___ DATASET EXTRACT ___
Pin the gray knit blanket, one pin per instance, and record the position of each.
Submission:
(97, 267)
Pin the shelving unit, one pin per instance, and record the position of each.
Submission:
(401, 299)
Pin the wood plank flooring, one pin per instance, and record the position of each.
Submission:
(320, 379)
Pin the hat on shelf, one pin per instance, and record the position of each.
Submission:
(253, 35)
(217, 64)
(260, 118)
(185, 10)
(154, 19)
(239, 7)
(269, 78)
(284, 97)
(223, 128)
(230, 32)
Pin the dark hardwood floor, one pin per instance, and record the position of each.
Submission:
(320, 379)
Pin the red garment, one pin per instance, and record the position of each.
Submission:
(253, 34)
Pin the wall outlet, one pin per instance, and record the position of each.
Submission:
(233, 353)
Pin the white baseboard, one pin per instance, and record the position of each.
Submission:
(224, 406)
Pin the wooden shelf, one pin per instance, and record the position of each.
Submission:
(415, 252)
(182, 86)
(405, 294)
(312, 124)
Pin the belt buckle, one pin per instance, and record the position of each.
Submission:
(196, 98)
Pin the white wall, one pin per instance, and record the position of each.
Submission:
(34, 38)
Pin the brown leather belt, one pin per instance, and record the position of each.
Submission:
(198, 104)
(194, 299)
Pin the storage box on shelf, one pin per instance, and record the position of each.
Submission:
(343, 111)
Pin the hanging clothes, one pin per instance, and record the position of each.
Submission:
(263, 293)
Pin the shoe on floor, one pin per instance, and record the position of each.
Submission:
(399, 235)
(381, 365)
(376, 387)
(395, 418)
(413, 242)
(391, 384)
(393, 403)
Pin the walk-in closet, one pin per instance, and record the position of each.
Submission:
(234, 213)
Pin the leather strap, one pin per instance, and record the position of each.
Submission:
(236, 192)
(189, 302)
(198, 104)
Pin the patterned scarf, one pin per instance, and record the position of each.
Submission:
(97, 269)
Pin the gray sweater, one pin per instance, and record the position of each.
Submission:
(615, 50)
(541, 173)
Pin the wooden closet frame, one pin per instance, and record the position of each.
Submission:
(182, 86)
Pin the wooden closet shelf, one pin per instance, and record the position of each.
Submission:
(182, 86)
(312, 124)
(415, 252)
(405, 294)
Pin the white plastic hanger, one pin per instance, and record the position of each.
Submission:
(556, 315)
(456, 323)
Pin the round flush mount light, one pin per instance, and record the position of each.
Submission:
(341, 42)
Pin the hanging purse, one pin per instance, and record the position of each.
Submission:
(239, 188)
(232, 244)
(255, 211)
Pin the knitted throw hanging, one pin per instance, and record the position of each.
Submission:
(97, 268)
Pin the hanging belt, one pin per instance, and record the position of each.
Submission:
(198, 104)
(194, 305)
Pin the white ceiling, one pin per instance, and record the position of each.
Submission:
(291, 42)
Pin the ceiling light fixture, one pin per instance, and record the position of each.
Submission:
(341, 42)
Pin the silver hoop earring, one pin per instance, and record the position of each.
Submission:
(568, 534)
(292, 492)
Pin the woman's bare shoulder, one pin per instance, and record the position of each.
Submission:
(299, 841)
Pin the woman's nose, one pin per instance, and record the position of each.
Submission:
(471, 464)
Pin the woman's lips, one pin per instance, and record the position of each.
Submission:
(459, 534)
___
> _YOUR TASK_:
Restate the entire listing verbatim.

> _OUTPUT FOR THIS EXERCISE_:
Pin the gray knit blanket, one pin per instance, and record the position of each.
Submission:
(97, 267)
Pin the shelving unit, one pin per instance, and record the position of each.
Submission:
(401, 299)
Pin the wood plank flooring, one pin per instance, and record the position of each.
Submission:
(320, 379)
Pin the hat on shelf, one pin per instance, and record the position of each.
Submission:
(253, 35)
(217, 64)
(260, 118)
(185, 10)
(154, 19)
(239, 7)
(269, 78)
(284, 97)
(223, 128)
(230, 32)
Pin the dark hardwood floor, one pin per instance, and record the position of each.
Submission:
(320, 379)
Pin the red garment, one pin per instance, and record the position of each.
Submission:
(253, 34)
Pin the wall outlet, one pin per instance, and record the position of each.
Submission:
(233, 353)
Pin the white baseboard, one pin per instance, and record the position of each.
Submission:
(224, 406)
Pin the wooden shelf, one pin per instance, and record the position of each.
Submission:
(415, 252)
(182, 86)
(405, 294)
(312, 124)
Pin the belt buckle, one pin per instance, and record the position of each.
Submission:
(196, 98)
Pin the white wall, one pin per instance, and record the position of each.
Submission:
(34, 38)
Pin the brown leather belt, one pin per instance, and record the position of each.
Submission:
(198, 104)
(194, 299)
Pin the storage box on shelf, one pin per instance, and record the position of each.
Submission:
(343, 111)
Pin the hanging clothes, one pin per instance, and record the position of each.
Submission:
(263, 293)
Pin the shoe on floor, one pin per instance, and record the position of each.
Submission:
(399, 235)
(381, 365)
(376, 387)
(395, 418)
(413, 242)
(391, 384)
(393, 403)
Pin the walk-in closet, one pin per instance, and record the position of each.
Submission:
(234, 213)
Pin the leather strap, one pin per instance, and record the position of each.
Submission:
(236, 192)
(189, 302)
(198, 104)
Pin the patterned scarf, one pin per instance, and record the position of each.
Submission:
(97, 269)
Pin the gray sweater, one pin per instance, and record the position of each.
Submission:
(615, 50)
(541, 173)
Pin the wooden closet frame, one pin per instance, and record the position of each.
Submission:
(182, 86)
Pin the wooden closet shelf, one pin per instance, and record the position of each.
Submission:
(182, 86)
(312, 124)
(415, 252)
(405, 294)
Pin the white plastic hanger, one pin per instance, and record the position of each.
Submission:
(556, 315)
(456, 323)
Pin the round flush mount light, one pin per instance, and record the position of each.
Submission:
(341, 42)
Pin the hanging purse, one pin per instance, and record the position of each.
Submission:
(239, 188)
(232, 244)
(255, 211)
Pin the knitted throw hanging, one pin per instance, and record the position of each.
Submission:
(97, 268)
Pin the hanging belt, one pin per instance, and record the position of each.
Submission:
(198, 104)
(194, 305)
Pin the white ceiling, one pin per instance, and record the position of each.
Submission:
(291, 42)
Pin the ceiling light fixture, one pin per instance, and record the position of each.
Submission:
(341, 42)
Pin the silver hoop earring, one pin per instance, and record the position of each.
Submission:
(568, 534)
(292, 492)
Pin the woman's bare shoulder, one pin per instance, and record the position of each.
Submission:
(299, 841)
Pin the woman's nose, one pin per instance, and record the position of each.
Submission:
(471, 464)
Pin the woman's lips, one pin per instance, and record the position of each.
Submission:
(459, 534)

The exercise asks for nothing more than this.